=== TO DO ===
Please find all lines containing "frame" in the listing below and copy them.

=== PROVIDED MATERIAL ===

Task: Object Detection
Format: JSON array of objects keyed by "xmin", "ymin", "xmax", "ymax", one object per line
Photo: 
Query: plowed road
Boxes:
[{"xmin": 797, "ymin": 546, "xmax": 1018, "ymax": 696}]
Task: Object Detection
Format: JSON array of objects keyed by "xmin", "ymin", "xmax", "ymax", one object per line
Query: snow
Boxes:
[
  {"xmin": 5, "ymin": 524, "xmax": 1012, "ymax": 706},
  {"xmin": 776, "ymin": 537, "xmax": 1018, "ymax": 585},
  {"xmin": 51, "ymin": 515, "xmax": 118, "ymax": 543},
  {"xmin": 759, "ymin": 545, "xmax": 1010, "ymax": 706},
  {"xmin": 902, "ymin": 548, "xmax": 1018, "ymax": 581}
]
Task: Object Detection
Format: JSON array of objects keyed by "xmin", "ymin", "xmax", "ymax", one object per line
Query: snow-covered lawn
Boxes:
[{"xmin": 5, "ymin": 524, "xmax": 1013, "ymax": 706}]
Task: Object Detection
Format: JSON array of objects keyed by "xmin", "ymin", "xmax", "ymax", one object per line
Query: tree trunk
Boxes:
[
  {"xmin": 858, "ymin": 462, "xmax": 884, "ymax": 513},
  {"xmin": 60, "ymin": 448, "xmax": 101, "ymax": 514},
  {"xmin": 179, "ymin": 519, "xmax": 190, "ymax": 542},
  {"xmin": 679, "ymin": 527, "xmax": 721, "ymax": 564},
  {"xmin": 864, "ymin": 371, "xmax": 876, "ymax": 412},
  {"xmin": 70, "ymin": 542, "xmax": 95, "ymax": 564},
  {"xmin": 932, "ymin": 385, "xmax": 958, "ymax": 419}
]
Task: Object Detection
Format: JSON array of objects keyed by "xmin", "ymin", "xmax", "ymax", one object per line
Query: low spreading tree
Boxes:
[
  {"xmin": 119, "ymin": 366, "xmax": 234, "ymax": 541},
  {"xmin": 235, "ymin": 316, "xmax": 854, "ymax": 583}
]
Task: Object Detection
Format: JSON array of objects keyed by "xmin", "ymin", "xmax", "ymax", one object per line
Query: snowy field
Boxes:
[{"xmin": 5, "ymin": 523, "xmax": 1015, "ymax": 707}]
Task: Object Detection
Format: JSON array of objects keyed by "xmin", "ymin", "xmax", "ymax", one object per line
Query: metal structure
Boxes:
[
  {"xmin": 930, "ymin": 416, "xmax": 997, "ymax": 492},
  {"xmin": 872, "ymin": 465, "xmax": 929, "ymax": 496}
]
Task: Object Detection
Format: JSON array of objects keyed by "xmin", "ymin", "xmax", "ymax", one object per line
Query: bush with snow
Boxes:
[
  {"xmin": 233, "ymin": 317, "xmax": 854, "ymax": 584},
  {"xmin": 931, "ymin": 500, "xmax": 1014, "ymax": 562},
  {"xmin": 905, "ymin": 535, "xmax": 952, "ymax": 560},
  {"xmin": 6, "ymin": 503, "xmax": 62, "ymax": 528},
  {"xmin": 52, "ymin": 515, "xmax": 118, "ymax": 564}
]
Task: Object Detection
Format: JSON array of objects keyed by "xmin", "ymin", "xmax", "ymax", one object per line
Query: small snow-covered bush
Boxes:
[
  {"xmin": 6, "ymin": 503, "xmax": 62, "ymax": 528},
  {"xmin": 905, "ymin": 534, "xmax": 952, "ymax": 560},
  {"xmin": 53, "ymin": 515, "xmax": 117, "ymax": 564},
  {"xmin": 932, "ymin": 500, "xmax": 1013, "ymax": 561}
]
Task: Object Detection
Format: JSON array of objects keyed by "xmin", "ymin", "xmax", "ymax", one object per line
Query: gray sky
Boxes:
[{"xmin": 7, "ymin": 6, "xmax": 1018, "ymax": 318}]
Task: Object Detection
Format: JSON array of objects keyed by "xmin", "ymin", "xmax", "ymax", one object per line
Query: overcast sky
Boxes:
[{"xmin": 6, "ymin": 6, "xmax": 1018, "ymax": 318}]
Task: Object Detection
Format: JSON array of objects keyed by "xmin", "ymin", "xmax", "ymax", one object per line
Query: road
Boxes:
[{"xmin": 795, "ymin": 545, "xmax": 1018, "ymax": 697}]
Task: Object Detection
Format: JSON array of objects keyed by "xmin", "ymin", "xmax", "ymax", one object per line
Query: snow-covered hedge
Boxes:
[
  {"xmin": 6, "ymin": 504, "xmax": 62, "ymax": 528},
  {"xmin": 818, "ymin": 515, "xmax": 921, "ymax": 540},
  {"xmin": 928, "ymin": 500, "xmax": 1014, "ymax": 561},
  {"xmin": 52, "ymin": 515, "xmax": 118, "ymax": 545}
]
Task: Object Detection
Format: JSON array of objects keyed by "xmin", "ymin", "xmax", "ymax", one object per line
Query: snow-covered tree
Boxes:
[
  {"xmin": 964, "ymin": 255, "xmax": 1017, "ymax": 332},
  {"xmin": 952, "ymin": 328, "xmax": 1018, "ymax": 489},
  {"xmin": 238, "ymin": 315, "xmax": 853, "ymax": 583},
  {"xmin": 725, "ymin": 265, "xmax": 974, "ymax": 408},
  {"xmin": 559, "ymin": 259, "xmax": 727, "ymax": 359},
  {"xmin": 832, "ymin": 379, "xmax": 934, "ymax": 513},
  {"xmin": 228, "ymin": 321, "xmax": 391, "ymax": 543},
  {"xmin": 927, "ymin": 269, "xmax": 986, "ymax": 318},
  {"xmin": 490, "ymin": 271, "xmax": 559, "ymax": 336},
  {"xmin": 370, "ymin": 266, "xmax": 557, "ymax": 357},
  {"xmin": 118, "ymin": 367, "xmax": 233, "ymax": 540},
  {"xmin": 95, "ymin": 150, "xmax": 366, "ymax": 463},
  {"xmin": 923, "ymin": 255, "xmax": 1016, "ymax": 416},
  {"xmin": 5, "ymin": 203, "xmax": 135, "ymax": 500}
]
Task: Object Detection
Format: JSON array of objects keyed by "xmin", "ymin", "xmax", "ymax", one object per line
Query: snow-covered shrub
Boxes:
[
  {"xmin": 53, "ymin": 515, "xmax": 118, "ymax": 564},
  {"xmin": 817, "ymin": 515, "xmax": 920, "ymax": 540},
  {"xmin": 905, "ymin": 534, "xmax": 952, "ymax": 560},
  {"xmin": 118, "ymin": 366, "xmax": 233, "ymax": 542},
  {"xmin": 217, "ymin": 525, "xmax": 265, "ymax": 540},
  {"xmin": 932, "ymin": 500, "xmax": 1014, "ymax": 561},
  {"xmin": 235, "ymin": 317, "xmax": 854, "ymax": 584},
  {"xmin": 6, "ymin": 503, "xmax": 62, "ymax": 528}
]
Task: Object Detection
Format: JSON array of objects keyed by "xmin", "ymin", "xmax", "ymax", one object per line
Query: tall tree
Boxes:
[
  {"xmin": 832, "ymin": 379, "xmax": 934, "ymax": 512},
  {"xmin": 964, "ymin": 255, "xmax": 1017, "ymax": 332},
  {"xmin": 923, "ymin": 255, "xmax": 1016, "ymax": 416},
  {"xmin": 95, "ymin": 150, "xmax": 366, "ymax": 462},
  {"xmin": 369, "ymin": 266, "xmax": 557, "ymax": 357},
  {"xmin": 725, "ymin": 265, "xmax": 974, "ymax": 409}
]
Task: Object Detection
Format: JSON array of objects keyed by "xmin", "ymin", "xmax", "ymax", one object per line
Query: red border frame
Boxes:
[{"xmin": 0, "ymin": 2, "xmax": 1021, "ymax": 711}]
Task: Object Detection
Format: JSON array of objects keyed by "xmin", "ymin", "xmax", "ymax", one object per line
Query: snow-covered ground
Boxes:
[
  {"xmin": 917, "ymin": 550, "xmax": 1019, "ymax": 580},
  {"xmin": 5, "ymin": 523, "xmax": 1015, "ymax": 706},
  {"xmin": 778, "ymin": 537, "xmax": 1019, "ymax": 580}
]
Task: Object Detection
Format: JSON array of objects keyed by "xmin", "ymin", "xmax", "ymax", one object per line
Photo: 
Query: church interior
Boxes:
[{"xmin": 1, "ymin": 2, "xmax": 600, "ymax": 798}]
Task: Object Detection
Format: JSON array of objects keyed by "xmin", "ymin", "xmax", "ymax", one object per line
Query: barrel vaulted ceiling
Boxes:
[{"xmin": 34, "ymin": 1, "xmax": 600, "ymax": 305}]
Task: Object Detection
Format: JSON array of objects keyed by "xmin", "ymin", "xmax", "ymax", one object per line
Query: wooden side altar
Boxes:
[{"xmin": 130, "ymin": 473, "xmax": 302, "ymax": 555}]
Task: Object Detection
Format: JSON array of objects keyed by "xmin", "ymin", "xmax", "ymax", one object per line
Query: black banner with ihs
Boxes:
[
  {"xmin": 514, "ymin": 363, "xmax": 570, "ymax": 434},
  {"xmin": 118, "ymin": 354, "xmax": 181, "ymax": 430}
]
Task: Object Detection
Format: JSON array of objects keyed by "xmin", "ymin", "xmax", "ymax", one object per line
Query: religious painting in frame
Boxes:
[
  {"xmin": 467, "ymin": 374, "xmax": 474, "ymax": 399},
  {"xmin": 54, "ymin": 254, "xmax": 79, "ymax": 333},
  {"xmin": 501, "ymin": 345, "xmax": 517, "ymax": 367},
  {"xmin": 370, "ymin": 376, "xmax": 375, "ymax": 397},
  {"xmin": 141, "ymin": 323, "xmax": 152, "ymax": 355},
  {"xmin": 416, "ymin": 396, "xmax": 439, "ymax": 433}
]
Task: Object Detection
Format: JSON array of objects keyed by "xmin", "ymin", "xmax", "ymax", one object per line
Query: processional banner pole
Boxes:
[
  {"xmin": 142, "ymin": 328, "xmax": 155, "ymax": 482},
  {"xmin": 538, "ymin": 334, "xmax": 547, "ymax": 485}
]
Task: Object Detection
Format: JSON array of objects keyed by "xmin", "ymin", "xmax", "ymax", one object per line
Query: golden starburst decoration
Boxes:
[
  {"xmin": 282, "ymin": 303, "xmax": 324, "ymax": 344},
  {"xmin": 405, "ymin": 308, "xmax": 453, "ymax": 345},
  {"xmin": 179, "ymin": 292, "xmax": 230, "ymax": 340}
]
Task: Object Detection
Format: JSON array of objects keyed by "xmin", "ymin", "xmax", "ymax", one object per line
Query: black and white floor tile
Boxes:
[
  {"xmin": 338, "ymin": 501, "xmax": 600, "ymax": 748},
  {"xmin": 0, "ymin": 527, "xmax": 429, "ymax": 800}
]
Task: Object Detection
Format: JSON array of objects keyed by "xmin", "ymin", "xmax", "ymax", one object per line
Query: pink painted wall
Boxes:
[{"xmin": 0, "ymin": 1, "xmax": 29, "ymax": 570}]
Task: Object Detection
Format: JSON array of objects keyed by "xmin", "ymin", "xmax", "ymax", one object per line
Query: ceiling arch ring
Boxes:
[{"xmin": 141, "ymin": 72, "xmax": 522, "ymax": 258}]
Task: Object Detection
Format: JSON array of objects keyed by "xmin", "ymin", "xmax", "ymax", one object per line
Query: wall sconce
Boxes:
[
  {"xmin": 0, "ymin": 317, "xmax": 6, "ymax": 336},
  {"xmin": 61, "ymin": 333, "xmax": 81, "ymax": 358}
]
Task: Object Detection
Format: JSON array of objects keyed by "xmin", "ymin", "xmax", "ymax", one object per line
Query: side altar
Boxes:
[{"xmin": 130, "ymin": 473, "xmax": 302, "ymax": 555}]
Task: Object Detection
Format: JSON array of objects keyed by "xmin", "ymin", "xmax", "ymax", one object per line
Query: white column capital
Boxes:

=== TASK SOLUTION ===
Query: red border frame
Query: religious painting in frame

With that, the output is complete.